Information shown =
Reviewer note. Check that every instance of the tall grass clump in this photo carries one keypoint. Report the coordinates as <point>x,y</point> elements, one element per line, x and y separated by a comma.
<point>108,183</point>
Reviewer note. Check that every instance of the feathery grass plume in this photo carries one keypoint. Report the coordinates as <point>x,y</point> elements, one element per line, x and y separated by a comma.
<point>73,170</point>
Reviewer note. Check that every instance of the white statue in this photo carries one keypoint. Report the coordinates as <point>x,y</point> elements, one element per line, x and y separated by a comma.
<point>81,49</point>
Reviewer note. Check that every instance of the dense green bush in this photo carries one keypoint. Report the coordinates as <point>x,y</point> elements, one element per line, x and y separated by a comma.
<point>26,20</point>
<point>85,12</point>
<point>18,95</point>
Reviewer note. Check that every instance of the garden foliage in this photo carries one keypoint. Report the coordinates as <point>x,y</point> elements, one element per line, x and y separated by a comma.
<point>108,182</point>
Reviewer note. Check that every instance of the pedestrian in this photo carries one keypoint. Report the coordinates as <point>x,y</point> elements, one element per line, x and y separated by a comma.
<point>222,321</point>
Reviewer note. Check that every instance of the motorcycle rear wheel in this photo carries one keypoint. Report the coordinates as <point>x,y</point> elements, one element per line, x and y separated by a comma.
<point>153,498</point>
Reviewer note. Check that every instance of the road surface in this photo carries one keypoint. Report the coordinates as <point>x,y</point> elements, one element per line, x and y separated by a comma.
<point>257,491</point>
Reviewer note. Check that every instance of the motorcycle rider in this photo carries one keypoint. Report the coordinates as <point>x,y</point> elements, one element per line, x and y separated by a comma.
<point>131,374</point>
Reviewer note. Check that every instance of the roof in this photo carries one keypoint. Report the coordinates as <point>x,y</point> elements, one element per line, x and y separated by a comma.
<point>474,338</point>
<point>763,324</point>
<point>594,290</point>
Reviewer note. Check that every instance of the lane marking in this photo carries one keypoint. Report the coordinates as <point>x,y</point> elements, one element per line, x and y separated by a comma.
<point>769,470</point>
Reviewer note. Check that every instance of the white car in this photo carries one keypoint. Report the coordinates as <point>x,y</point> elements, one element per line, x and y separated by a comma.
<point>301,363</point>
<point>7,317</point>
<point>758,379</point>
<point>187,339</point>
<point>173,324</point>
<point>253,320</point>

What to work on = Print every line of the listing above again, unchanged and in the same order.

Expected answer =
Reviewer note. Check that every instance of the tall grass clump in this photo carries one keypoint. Report the coordinates as <point>x,y</point> elements, one element per line, x and y separated by a comma.
<point>108,183</point>
Reviewer note. Check that every instance of the feathery grass plume in this photo carries one keypoint. Report the coordinates as <point>x,y</point> elements, one element per line, x and y separated by a comma.
<point>73,170</point>
Reviewer note. Check that every instance of the white statue in this photo carries one keypoint. Report the coordinates as <point>x,y</point> elements, one element per line, x and y separated by a comma.
<point>81,49</point>
Reviewer note. Check that every instance of the dense green bush in this photo carries one keypoint. Report the coordinates as <point>x,y</point> elements, one element per line, x and y separated by a comma.
<point>26,20</point>
<point>85,12</point>
<point>18,95</point>
Reviewer note. Check that every instance of the garden foliage in this photo carries one keypoint. Report the coordinates as <point>x,y</point> elements, one element per line, x and y separated by a comma.
<point>108,182</point>
Reviewer note. Check that every instance of the pedestrian in this photo carries one keypoint. Report the coordinates as <point>x,y</point> elements, one element per line, x and y separated by a comma.
<point>222,321</point>
Reviewer note. Check that every instance of the motorcycle rear wheel in this photo carries one keypoint. Report the coordinates as <point>x,y</point> elements, one element per line, x and y separated by a comma.
<point>153,498</point>
Reviewer note. Check that every instance of the road surface in this photo carries one keypoint. Report the coordinates as <point>x,y</point> elements, one element per line, x and y separated by a comma.
<point>257,491</point>
Reviewer note. Check that every instance of the motorcycle rider in this photo carries one keypoint. Report the coordinates as <point>x,y</point> elements, one element per line, x and y separated by a comma.
<point>131,374</point>
Reviewer note. Check that every instance of the roof in this photo carries one keypoint. Report the coordinates as <point>x,y</point> elements, one element per line, x and y separated by a comma.
<point>474,338</point>
<point>763,324</point>
<point>594,290</point>
Reviewer note. Check that every instance of the lane marking in this photo carries one keypoint. Report the coordinates as <point>x,y</point> elements, one element per line, x and y separated by a comma.
<point>769,470</point>
Reviewer note. Check that every instance of the white car in this photo carries one keypoint. Report the coordinates as <point>x,y</point> elements, one element per line, x and y separated by a comma.
<point>301,363</point>
<point>7,317</point>
<point>758,379</point>
<point>187,339</point>
<point>173,324</point>
<point>253,320</point>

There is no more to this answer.